[Directions for this task] Lines before the one containing "Pick out every instance of the white pickup" are left out; copy that line and every later line through the end of the data exactly.

[Start Task material]

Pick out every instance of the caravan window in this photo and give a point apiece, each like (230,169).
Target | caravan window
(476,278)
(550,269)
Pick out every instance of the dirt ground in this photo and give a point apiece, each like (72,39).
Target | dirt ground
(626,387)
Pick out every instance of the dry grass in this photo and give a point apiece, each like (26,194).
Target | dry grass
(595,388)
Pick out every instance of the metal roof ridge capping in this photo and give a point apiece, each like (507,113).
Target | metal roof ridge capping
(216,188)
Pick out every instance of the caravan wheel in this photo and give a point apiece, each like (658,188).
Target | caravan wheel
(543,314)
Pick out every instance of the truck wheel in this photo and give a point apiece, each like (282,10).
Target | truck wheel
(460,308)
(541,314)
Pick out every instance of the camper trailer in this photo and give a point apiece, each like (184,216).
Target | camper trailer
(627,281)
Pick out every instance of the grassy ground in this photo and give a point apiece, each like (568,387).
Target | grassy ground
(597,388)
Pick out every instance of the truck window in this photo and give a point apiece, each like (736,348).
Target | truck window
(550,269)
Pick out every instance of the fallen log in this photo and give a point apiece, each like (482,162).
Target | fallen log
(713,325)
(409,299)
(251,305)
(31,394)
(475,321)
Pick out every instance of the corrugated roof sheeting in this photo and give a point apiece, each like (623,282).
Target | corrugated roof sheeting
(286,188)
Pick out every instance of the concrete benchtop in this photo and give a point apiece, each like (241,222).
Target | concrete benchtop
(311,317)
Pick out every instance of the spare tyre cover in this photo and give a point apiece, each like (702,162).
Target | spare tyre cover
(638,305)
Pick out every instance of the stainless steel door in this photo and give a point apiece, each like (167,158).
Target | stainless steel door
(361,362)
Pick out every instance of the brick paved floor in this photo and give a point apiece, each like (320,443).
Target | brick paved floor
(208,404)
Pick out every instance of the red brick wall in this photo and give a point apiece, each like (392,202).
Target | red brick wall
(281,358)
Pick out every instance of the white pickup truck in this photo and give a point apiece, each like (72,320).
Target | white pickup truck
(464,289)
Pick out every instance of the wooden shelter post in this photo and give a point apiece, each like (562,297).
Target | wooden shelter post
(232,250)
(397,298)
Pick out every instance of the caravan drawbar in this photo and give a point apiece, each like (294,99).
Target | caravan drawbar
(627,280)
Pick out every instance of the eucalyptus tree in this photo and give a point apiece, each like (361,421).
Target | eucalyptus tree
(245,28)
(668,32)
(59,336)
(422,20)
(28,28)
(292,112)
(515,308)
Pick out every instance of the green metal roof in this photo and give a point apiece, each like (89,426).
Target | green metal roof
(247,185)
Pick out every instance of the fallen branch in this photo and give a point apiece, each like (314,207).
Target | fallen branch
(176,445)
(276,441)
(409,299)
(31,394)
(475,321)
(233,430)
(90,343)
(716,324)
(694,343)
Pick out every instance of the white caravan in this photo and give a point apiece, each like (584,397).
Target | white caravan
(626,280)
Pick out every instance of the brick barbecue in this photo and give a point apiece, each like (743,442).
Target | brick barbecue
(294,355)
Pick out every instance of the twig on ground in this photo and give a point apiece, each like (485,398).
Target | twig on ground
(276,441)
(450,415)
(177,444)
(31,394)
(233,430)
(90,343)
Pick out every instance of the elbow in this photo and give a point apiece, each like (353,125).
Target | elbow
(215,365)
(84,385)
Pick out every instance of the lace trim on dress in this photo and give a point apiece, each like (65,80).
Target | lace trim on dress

[End Task material]

[Correct output]
Pick out every instance of the white pickup truck in this photo and give a point apiece, each like (72,320).
Target | white pickup truck
(464,289)
Pick out every instance of the wooden shelter post in this photo and give a point apiece, each like (562,297).
Target | wooden shelter post
(232,250)
(397,298)
Pick out every instance of the caravan drawbar in this photo and give a point apiece, each like (294,99).
Target | caravan drawbar
(627,280)
Pick out every instance of the eucalyptus tree in this photo and give a point apiece, each like (361,421).
Target | eucalyptus tree
(245,28)
(668,32)
(59,336)
(422,20)
(28,28)
(292,112)
(515,308)
Pick out every instance of the green metal roof in this photo and give a point apiece, each like (89,426).
Target | green metal roof
(247,185)
Pick out every instance of the fallen branch in this photo and give a point apiece, each like (314,207).
Target | fallen branch
(176,445)
(276,441)
(409,299)
(31,394)
(475,321)
(233,430)
(90,343)
(716,324)
(694,343)
Pick out every instance of the white caravan in this photo and give a point apiece, each like (584,397).
Target | white caravan
(626,280)
Pick out every instance of the brick barbecue in this photo and give a point apiece, each like (743,442).
Target | brick barbecue
(294,355)
Pick out every instance of the twig on ground in this photo and give a point apiece, each like (485,398).
Target | twig on ground
(276,441)
(450,415)
(177,444)
(31,394)
(233,430)
(90,343)
Pick out every instance of the elbow in this photo and give a point apiece, each like (353,125).
Target | elbow
(215,365)
(84,385)
Pick out every instance of the lace trim on dress in this photo and give a point apiece, each like (65,80).
Target | lace trim on dress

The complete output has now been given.